**TASK MATERIAL**
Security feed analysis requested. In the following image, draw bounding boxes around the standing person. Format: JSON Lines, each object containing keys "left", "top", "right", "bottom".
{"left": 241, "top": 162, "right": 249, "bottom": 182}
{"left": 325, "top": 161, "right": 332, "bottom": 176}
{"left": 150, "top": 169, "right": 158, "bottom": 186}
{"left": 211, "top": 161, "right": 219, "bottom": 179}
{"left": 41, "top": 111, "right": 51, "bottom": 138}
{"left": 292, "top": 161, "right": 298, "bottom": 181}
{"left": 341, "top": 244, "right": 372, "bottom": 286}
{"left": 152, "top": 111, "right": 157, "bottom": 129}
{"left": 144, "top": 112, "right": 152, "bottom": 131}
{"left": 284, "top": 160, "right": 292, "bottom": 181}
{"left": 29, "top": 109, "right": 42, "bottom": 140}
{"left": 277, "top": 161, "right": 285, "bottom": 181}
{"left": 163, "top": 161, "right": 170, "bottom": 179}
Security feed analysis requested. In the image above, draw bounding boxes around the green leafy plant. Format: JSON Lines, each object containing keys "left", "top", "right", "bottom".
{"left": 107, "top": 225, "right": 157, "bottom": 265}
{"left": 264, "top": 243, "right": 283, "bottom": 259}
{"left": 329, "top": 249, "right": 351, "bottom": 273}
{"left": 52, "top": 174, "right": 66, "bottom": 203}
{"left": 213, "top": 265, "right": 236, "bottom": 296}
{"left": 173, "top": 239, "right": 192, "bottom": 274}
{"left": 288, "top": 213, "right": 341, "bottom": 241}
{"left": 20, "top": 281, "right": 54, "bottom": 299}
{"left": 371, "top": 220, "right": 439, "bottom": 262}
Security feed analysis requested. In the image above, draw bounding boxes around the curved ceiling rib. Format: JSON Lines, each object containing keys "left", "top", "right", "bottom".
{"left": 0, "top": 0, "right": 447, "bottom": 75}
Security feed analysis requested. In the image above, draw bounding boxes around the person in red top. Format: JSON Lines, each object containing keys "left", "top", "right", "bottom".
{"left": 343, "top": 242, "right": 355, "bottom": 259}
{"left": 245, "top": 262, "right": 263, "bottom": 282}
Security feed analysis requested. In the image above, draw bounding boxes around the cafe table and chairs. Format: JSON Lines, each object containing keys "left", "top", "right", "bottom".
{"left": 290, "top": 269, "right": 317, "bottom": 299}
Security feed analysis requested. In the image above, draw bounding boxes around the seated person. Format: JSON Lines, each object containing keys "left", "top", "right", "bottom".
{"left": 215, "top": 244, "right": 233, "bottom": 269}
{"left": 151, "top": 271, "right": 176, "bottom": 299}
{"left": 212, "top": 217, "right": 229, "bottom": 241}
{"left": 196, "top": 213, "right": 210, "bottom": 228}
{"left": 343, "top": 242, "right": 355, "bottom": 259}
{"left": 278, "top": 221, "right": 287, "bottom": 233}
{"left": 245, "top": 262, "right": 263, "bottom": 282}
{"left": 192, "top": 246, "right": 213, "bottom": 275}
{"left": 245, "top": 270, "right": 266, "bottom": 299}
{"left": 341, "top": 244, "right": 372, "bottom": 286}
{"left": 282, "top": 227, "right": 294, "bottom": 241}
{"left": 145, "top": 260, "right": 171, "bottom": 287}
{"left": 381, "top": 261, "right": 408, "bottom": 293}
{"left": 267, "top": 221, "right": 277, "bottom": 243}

**EXERCISE AIM**
All of the records above should be repeated exactly.

**RESPONSE BELOW**
Security feed analysis requested. In the following image, draw bounding boxes around the standing person. Format: JSON Lines, each object containing keys "left", "top", "right", "bottom".
{"left": 241, "top": 162, "right": 249, "bottom": 182}
{"left": 325, "top": 161, "right": 332, "bottom": 176}
{"left": 150, "top": 169, "right": 158, "bottom": 186}
{"left": 211, "top": 161, "right": 219, "bottom": 179}
{"left": 41, "top": 111, "right": 51, "bottom": 138}
{"left": 292, "top": 161, "right": 298, "bottom": 181}
{"left": 341, "top": 244, "right": 372, "bottom": 286}
{"left": 152, "top": 111, "right": 157, "bottom": 129}
{"left": 144, "top": 112, "right": 152, "bottom": 131}
{"left": 284, "top": 160, "right": 292, "bottom": 181}
{"left": 29, "top": 109, "right": 42, "bottom": 140}
{"left": 277, "top": 161, "right": 285, "bottom": 181}
{"left": 163, "top": 161, "right": 170, "bottom": 179}
Security feed analysis requested. In the image above, draw bounding boxes around the green leafy plant. Format: JSON Lines, each object containing keys "left", "top", "right", "bottom".
{"left": 107, "top": 225, "right": 157, "bottom": 265}
{"left": 264, "top": 243, "right": 283, "bottom": 259}
{"left": 329, "top": 249, "right": 351, "bottom": 273}
{"left": 52, "top": 174, "right": 66, "bottom": 203}
{"left": 213, "top": 265, "right": 236, "bottom": 296}
{"left": 173, "top": 239, "right": 192, "bottom": 274}
{"left": 288, "top": 213, "right": 341, "bottom": 241}
{"left": 20, "top": 281, "right": 54, "bottom": 299}
{"left": 371, "top": 220, "right": 439, "bottom": 262}
Security feed analysis requested. In the image above, draw bounding boxes around the curved ceiling rib. Format: JSON Lines, each object containing keys "left", "top", "right", "bottom".
{"left": 0, "top": 0, "right": 447, "bottom": 75}
Security feed analysis requested. In the image above, draw bounding boxes around the person in red top. Format: JSON Lines, each object containing keys "left", "top", "right", "bottom".
{"left": 343, "top": 242, "right": 355, "bottom": 259}
{"left": 245, "top": 262, "right": 263, "bottom": 282}
Security feed analysis requested. In the image above, draw bounding boxes around the cafe table and chairs. Format: JSON Lines, each object containing keys "left", "top", "right", "bottom".
{"left": 290, "top": 269, "right": 317, "bottom": 299}
Security feed analysis requested. In the image above, draw bounding boxes around the seated person. Format: JSON Lines, each object containing keys "left", "top", "right", "bottom".
{"left": 215, "top": 244, "right": 233, "bottom": 269}
{"left": 151, "top": 271, "right": 176, "bottom": 299}
{"left": 212, "top": 217, "right": 229, "bottom": 241}
{"left": 196, "top": 213, "right": 210, "bottom": 228}
{"left": 343, "top": 242, "right": 355, "bottom": 259}
{"left": 278, "top": 221, "right": 287, "bottom": 233}
{"left": 245, "top": 262, "right": 263, "bottom": 282}
{"left": 192, "top": 246, "right": 213, "bottom": 275}
{"left": 245, "top": 270, "right": 266, "bottom": 299}
{"left": 341, "top": 244, "right": 372, "bottom": 286}
{"left": 282, "top": 227, "right": 294, "bottom": 241}
{"left": 145, "top": 260, "right": 171, "bottom": 287}
{"left": 381, "top": 261, "right": 408, "bottom": 293}
{"left": 267, "top": 221, "right": 277, "bottom": 243}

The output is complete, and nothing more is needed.